Episode 86 – Splitting, Polarization & Conflict

Nov 21, 2019


It happens all the time: people and problems split into opposing camps, whether the conflict is internal, between partners, in a family or—as we know all too well—between political parties. When positions become polarized conflict ensues, whether between mind and body, partners and families, or value systems and religious affiliations. What makes it possible to reach across the chasm between entrenched extremes? The Jungian concept of holding the tension of the opposites allows energy, like electricity, to flow between both poles; each can have its full say. Instead of remaining mired in fixity or moral judgment, curiosity may open the way for a new attitude that transcends the polarities.

SUPPLIED ENTRIES:
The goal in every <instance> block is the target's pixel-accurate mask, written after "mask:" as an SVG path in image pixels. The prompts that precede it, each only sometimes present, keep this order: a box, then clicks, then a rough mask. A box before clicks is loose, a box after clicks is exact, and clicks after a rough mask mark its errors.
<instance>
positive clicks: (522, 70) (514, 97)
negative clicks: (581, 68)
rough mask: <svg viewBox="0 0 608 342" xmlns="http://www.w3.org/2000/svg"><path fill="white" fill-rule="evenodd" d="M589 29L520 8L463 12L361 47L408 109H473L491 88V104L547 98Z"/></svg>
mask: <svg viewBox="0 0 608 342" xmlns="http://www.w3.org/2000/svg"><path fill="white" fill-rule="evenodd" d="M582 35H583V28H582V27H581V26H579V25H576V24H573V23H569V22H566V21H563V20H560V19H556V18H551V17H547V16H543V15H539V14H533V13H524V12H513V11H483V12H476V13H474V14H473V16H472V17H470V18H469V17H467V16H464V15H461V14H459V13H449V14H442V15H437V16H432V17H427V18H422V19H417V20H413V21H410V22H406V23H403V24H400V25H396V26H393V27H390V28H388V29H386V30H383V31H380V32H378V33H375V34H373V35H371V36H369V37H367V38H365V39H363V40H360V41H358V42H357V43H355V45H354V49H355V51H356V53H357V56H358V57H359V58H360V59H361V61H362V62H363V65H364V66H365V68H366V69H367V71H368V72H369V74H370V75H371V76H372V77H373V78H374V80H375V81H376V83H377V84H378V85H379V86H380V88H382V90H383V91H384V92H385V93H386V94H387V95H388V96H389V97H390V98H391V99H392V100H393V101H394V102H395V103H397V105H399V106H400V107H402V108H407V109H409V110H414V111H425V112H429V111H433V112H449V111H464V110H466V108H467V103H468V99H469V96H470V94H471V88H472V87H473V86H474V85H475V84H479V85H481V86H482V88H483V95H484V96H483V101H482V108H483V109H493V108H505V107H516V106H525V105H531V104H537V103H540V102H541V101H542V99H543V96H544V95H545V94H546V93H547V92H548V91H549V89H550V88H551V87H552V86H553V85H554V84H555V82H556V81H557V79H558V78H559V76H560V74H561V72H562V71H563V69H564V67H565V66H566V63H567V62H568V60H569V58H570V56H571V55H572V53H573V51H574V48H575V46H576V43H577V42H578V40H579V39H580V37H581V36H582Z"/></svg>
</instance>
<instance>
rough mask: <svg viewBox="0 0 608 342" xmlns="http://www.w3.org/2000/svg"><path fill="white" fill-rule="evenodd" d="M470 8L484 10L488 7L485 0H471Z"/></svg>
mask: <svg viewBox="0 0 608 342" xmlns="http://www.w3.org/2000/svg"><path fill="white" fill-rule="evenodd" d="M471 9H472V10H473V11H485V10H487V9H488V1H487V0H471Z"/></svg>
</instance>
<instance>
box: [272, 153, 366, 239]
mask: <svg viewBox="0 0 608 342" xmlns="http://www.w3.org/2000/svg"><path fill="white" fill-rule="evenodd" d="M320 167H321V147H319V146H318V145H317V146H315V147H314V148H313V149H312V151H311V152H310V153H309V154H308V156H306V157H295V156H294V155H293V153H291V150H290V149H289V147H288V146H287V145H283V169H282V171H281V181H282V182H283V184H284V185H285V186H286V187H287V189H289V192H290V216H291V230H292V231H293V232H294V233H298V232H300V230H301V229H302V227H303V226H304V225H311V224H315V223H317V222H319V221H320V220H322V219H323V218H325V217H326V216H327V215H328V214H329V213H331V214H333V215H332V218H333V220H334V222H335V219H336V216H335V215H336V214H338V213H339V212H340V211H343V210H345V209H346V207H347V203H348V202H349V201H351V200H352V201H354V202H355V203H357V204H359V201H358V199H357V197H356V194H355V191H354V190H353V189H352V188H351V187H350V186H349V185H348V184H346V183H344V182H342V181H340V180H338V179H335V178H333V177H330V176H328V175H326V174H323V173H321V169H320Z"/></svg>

REQUIREMENT A:
Answer these from the episode description:
(i) What number is the episode?
(ii) On what date was it posted?
(iii) Which Jungian concept does it name?
REQUIREMENT B:
Copy the part of the episode description that opens with the words containing "It happens all" and closes with "transcends the polarities.", swapping "curiosity" for "openness".

WORKED SOLUTION A:
(i) 86
(ii) Nov 21, 2019
(iii) Holding the tension of the opposites

WORKED SOLUTION B:
It happens all the time: people and problems split into opposing camps, whether the conflict is internal, between partners, in a family or—as we know all too well—between political parties. When positions become polarized conflict ensues, whether between mind and body, partners and families, or value systems and religious affiliations. What makes it possible to reach across the chasm between entrenched extremes? The Jungian concept of holding the tension of the opposites allows energy, like electricity, to flow between both poles; each can have its full say. Instead of remaining mired in fixity or moral judgment, openness may open the way for a new attitude that transcends the polarities.